§ ОТРЫВОК
▶

Сергей Шаргунов: – Здравствуйте, друзья! С вами «Свободная Пресса», с вами Сергей Шаргунов. Сегодня у нас в гостях Олег Германович Румянцев. Здравствуйте.
Олег Румянцев: – Добрый день.
СШ: – Президент некоммерческой организации «Фонд конституционных реформ», кандидат юридических наук. Но эти титулы едва ли исчерпывающие, потому что Олег Германович, не побоюсь этого выражения, исторический герой, человек, который в значительной степени написал Конституцию Российской Федерации, имеет прямое отношение к правовым основам нашей страны и, собственно говоря, к тем поворотным событиям, которые в нашей стране происходили. Поэтому очень интересно поговорить и о событиях осени 1993 года, и принятии Конституции в декабре 1993 года. И о том, что происходит сегодня: о нынешней, так сказать, правовой и политической повестке дня. Накопилось и определенное количество разного толка вопросов от слушателей, но, наверное, правильно начать с такого путешествия в прошлое, которое, как мне кажется, до сих пор не закончилось. Как вы считаете, последствия произошедшего в сентябре и октябре 1993 года по-прежнему дают о себе знать?
ОР: – Безусловно, это сказывается сегодня. Прежде всего, на психологическом уровне. Общество – это, все-таки, большой организм, и этот организм находился в стадии реанимации или, даже, реабилитации после реанимации. Я имею в виду конец 80-х – начало 90-х годов, которые принято ругать, но я не думаю, что нужно уподобляться тем, кто наше общество постоянно критикует, унижает. Оно у нас весьма развитое, образованное, не чета многим странам. В конце 80-х у нас начался период социальной реанимации, когда люди действительно могли выбирать себе своих представителей. Эти представители, в том числе и сами люди напрямую, участвовали в решениях в управлении делами общества и государства. Это был довольно естественный процесс, реальный.

◀

§ ВЫПОЛНИТЕ ЗАДАНИЯ
**1.** Перепишите из отрывка фрагмент, начиная со слов «Сергей Шаргунов: –» и заканчивая словами «Румянцев: – Добрый день.».
**2.** Президентом какой некоммерческой организации назван в отрывке Олег Румянцев?
Позиции ниже — самостоятельный материал, с отрывком не связанный.

§ ЗАПИСИ
▶

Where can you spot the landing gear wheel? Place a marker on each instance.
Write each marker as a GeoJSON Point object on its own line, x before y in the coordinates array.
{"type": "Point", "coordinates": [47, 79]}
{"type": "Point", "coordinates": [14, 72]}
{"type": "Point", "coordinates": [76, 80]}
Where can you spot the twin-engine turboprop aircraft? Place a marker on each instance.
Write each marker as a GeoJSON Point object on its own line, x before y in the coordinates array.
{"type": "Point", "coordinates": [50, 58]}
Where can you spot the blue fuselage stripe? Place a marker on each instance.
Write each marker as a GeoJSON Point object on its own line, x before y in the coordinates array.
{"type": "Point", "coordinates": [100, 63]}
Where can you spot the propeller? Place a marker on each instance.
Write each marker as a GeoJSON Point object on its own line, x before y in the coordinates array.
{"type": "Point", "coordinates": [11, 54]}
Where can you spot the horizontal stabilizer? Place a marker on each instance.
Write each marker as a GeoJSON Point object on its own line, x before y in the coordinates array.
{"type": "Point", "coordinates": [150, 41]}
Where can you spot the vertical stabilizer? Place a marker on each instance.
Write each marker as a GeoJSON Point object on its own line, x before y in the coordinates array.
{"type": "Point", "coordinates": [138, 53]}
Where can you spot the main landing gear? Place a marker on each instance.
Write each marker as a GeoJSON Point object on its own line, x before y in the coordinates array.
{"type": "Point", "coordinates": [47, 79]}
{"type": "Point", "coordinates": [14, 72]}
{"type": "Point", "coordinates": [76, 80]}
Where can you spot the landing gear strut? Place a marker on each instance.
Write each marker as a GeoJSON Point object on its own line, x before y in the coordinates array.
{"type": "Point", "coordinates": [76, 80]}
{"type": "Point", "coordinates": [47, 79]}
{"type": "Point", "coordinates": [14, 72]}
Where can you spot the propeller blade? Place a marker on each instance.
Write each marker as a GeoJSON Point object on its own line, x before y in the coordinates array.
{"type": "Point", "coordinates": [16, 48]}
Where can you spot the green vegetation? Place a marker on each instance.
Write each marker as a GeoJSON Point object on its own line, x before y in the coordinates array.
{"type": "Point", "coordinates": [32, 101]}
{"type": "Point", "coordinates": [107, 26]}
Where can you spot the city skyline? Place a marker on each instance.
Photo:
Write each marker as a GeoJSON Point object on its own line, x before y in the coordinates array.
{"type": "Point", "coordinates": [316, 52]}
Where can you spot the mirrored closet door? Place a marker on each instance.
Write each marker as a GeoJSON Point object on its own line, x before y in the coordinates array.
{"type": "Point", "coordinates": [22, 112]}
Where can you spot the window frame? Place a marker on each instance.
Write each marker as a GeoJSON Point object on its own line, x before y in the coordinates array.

◀

§ ПОЛНЫЕ ОТВЕТЫ
**1.**
Сергей Шаргунов: – Здравствуйте, друзья! С вами «Свободная Пресса», с вами Сергей Шаргунов. Сегодня у нас в гостях Олег Германович Румянцев. Здравствуйте.
Олег Румянцев: – Добрый день.

**2.** «Фонд конституционных реформ».